** Start Selected text **

What is the difference between pyspark.pandas to pandas?-CodePudding

Starting to use PySpark on Databricks, and I see I can import pyspark.pandas alongside pandas. What is the different? I assume it's not like koalas, right?

CodePudding user response：

PySpark is an interface for Apache Spark in Python. It allows you to write Spark applications using Python and provides the PySpark shell to analyze data in a distributed environment. Pyspark.pandas is an API that allows you to use pandas functions and operations on "spark data frames".

Koalas is another library developed by Databricks that allows running pandas-like operations on spark data.

** End Selected text **

▸ **What you need to do**
1. Repeat word for word the stretch of the PySpark thread from "What is the difference" through "on spark data.".
2. Carry on the PySpark thread, starting after its last sentence.
The data has nothing to do with the PySpark thread.

** Start Data rows **

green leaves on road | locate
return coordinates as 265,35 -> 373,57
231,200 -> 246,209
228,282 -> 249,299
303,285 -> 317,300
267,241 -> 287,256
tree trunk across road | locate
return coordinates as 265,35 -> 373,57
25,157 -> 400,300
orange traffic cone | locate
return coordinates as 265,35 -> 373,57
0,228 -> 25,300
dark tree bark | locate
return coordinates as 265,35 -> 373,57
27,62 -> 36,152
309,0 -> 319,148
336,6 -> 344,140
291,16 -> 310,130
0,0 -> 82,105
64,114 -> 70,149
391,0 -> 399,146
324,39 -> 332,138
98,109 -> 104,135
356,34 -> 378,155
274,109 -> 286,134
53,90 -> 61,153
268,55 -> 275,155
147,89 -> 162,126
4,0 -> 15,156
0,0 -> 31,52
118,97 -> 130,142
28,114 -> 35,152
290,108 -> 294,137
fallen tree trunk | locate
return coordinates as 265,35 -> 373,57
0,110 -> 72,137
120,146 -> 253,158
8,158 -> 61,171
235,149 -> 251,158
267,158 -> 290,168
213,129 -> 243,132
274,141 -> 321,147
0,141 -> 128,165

** End Data rows **
** Start Data rows **

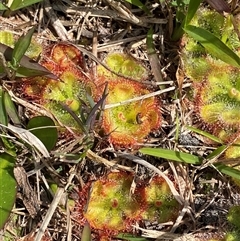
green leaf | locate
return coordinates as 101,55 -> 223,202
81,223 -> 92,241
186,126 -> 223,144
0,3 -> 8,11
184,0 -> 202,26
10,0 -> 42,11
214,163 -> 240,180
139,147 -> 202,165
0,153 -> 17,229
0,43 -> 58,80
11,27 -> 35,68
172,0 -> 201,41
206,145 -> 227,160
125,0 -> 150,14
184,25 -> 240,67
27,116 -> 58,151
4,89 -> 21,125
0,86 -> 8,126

** End Data rows **
** Start Data rows **

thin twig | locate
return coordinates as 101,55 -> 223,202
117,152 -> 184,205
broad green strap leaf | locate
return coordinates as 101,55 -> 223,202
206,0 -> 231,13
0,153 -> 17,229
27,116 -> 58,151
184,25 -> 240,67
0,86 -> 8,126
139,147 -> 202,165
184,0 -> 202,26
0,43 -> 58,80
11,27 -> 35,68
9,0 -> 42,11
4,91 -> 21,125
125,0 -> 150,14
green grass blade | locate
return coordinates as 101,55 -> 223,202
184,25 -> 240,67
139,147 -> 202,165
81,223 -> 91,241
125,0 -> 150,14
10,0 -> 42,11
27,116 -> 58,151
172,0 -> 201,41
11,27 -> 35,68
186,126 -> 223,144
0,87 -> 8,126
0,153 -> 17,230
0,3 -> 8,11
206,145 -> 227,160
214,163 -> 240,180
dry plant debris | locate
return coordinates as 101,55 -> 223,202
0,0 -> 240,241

** End Data rows **

▸ **Answers for the tasks**
1.
What is the difference between pyspark.pandas to pandas?-CodePudding

Starting to use PySpark on Databricks, and I see I can import pyspark.pandas alongside pandas. What is the different? I assume it's not like koalas, right?

CodePudding user response：

PySpark is an interface for Apache Spark in Python. It allows you to write Spark applications using Python and provides the PySpark shell to analyze data in a distributed environment. Pyspark.pandas is an API that allows you to use pandas functions and operations on "spark data frames".

Koalas is another library developed by Databricks that allows running pandas-like operations on spark data.

2.
This blog show some differences between pyspark.pandas and pyspark: https://towardsdatascience.com/run-pandas-as-fast-as-spark-f5eefe780c45

Pyspark.pandas documentation is of course a reference: https://spark.apache.org/docs/3.3.0/api/python/reference/pyspark.pandas/index.html

CodePudding user response：

pyspark.pandas is an alternative to pandas, with the same api than pandas. This means you can work with pyspark exactly the same as you work with pandas

for example, to create a dataframe, you use .DataFrame same as with pandas, and use .iloc or .drop_duplicates :

import pyspark.pandas as ps
df = ps.DataFrame({'a': [1, 2], 'b':[3, 4]})
df.sort_valyes('b')

df1 = ps.read_csv('data.csv') 
df1.sort_values(by="date")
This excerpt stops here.